--- Begin Information shown ---

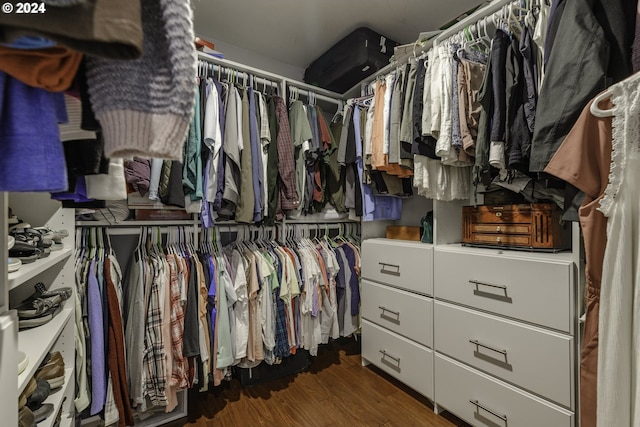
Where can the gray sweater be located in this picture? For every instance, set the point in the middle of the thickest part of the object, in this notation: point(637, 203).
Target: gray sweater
point(145, 105)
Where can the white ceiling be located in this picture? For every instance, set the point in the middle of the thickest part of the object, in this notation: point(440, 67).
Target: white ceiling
point(295, 32)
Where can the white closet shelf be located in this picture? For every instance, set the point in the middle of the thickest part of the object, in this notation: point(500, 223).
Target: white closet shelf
point(57, 397)
point(29, 271)
point(36, 342)
point(134, 223)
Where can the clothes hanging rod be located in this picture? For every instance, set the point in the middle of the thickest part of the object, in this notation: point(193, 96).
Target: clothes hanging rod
point(241, 67)
point(315, 89)
point(295, 91)
point(476, 16)
point(245, 76)
point(268, 75)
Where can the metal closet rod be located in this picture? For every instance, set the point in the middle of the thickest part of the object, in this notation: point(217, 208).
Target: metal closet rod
point(243, 75)
point(476, 16)
point(282, 80)
point(312, 93)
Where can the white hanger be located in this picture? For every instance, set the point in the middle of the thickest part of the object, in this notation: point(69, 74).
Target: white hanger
point(594, 107)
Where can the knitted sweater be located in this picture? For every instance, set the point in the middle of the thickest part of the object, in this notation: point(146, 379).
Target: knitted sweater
point(106, 28)
point(145, 105)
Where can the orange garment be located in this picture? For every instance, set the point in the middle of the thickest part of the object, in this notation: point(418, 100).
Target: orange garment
point(583, 160)
point(51, 68)
point(379, 160)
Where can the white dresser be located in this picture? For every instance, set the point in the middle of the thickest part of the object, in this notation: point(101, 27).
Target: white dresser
point(397, 310)
point(486, 334)
point(504, 336)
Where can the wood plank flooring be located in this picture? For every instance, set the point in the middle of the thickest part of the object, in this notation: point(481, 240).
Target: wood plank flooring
point(335, 391)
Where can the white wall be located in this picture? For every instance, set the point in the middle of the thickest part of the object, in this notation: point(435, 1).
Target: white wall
point(257, 60)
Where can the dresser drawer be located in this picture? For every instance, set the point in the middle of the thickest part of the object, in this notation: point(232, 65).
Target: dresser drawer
point(536, 289)
point(484, 401)
point(407, 314)
point(406, 265)
point(529, 357)
point(405, 360)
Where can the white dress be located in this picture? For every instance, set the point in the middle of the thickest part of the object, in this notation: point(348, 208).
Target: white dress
point(619, 330)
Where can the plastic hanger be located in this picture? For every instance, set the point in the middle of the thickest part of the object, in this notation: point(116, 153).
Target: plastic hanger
point(594, 107)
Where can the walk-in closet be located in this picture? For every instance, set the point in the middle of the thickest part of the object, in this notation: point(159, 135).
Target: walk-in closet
point(319, 213)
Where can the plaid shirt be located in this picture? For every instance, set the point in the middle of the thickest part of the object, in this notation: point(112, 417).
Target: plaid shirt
point(155, 359)
point(286, 162)
point(179, 368)
point(282, 337)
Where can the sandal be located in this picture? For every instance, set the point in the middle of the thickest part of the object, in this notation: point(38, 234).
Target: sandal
point(42, 292)
point(38, 307)
point(32, 322)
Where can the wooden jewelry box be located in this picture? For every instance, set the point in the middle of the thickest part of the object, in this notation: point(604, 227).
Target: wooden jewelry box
point(533, 226)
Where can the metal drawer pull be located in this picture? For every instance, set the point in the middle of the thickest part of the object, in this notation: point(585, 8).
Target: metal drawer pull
point(484, 408)
point(488, 347)
point(385, 354)
point(384, 266)
point(475, 282)
point(385, 309)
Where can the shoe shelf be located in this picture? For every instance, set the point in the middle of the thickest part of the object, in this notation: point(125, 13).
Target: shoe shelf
point(138, 223)
point(57, 398)
point(29, 271)
point(36, 342)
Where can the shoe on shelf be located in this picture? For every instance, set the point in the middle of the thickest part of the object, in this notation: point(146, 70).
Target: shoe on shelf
point(11, 218)
point(53, 374)
point(44, 318)
point(54, 358)
point(26, 417)
point(23, 361)
point(14, 264)
point(55, 235)
point(37, 398)
point(27, 392)
point(43, 412)
point(41, 291)
point(58, 420)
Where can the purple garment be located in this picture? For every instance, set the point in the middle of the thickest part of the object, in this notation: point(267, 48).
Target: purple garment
point(211, 297)
point(374, 207)
point(98, 356)
point(32, 155)
point(353, 280)
point(205, 208)
point(256, 158)
point(222, 103)
point(30, 42)
point(456, 134)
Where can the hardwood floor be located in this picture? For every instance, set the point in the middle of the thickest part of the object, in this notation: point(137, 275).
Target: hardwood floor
point(335, 391)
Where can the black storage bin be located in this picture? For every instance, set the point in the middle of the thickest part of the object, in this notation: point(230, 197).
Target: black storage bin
point(352, 59)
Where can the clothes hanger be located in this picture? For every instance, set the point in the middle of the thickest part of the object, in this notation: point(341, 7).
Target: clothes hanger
point(595, 109)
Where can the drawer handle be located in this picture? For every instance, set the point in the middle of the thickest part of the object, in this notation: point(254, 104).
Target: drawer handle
point(386, 271)
point(477, 283)
point(385, 354)
point(386, 310)
point(484, 408)
point(488, 347)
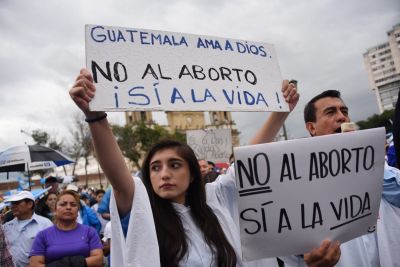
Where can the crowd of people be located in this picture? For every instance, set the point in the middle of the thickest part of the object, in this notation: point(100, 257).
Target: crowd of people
point(62, 228)
point(181, 211)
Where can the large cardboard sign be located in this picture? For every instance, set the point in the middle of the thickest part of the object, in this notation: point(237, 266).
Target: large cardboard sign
point(213, 145)
point(295, 194)
point(139, 69)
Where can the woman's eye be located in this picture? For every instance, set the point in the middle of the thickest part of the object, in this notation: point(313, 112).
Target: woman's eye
point(175, 165)
point(155, 168)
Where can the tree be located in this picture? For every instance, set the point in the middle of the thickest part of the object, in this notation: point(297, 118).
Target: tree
point(127, 141)
point(378, 120)
point(81, 143)
point(43, 138)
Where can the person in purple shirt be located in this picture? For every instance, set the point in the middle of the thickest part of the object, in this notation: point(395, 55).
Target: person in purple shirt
point(67, 243)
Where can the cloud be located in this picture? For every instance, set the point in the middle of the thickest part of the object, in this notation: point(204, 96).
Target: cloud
point(320, 43)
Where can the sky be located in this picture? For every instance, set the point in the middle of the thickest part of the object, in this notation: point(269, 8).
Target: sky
point(319, 43)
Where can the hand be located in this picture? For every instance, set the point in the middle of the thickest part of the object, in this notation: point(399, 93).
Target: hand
point(289, 91)
point(83, 90)
point(327, 254)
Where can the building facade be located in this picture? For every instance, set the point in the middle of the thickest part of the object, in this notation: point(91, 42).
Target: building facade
point(383, 67)
point(189, 120)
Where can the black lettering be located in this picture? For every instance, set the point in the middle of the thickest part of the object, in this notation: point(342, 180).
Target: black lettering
point(323, 159)
point(117, 74)
point(248, 172)
point(255, 164)
point(346, 156)
point(184, 71)
point(331, 162)
point(365, 157)
point(283, 216)
point(149, 70)
point(256, 223)
point(96, 67)
point(313, 166)
point(357, 149)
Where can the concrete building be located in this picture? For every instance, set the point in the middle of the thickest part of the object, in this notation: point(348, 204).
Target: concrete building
point(383, 66)
point(189, 120)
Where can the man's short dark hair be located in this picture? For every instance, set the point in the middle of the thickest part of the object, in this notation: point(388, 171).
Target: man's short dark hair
point(309, 110)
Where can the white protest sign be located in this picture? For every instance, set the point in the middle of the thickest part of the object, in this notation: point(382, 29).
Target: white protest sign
point(295, 194)
point(138, 69)
point(213, 145)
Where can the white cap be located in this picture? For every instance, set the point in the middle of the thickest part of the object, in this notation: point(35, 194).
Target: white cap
point(72, 187)
point(20, 196)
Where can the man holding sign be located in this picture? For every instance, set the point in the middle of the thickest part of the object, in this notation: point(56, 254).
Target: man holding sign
point(327, 114)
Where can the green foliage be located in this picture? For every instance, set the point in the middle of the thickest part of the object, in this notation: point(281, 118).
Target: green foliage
point(127, 142)
point(378, 120)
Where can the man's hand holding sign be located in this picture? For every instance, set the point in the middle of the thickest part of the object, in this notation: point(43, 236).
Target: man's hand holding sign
point(135, 69)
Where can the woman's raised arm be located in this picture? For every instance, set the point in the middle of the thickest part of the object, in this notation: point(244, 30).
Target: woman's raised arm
point(107, 150)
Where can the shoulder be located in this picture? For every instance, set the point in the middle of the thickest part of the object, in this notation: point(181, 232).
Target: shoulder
point(42, 220)
point(10, 226)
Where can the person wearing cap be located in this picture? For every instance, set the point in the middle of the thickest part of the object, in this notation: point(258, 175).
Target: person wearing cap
point(21, 231)
point(52, 182)
point(323, 115)
point(5, 256)
point(41, 206)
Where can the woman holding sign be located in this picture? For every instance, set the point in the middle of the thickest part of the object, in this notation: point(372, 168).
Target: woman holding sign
point(171, 219)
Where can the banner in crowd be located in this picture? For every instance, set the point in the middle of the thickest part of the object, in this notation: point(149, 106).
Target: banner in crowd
point(139, 69)
point(212, 145)
point(295, 194)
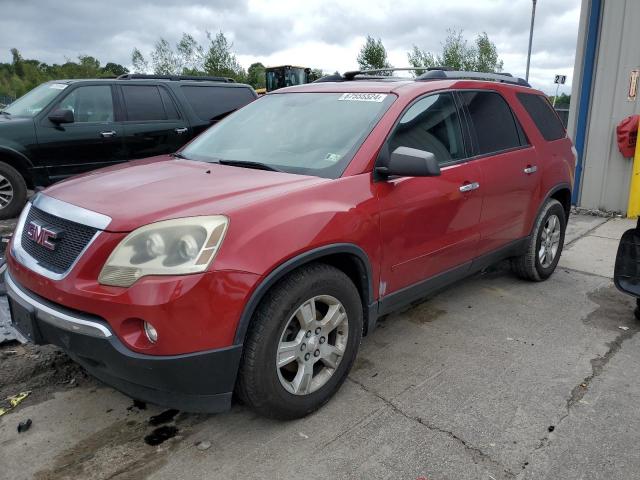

--- End Information shown ---

Instructions to follow: Please give the entries from the start through the line containing "point(134, 223)" as a Markdown table with the columns Row and Line, one line per row, numbered from 1 and skipping blank lines. Leave the pictures out.

The answer:
| Row | Line |
|---|---|
| 1 | Where can the gray sweater be located in this picture? For every instance, set the point in the middle of the thickest part of the object, in this notation: point(637, 203). |
| 2 | Target: gray sweater |
| 3 | point(145, 105) |
| 4 | Where can the white ceiling be located in this picture? For every instance, set the point in the middle of the thickest part of the object, in this notation: point(440, 67). |
| 5 | Target: white ceiling |
| 6 | point(295, 32) |
| 7 | Where can the white closet shelf be located in this picture? For every instance, set the point in the middle of the thickest part of the object, in this notation: point(500, 223). |
| 8 | Target: white closet shelf |
| 9 | point(57, 397) |
| 10 | point(29, 271) |
| 11 | point(36, 342) |
| 12 | point(134, 223) |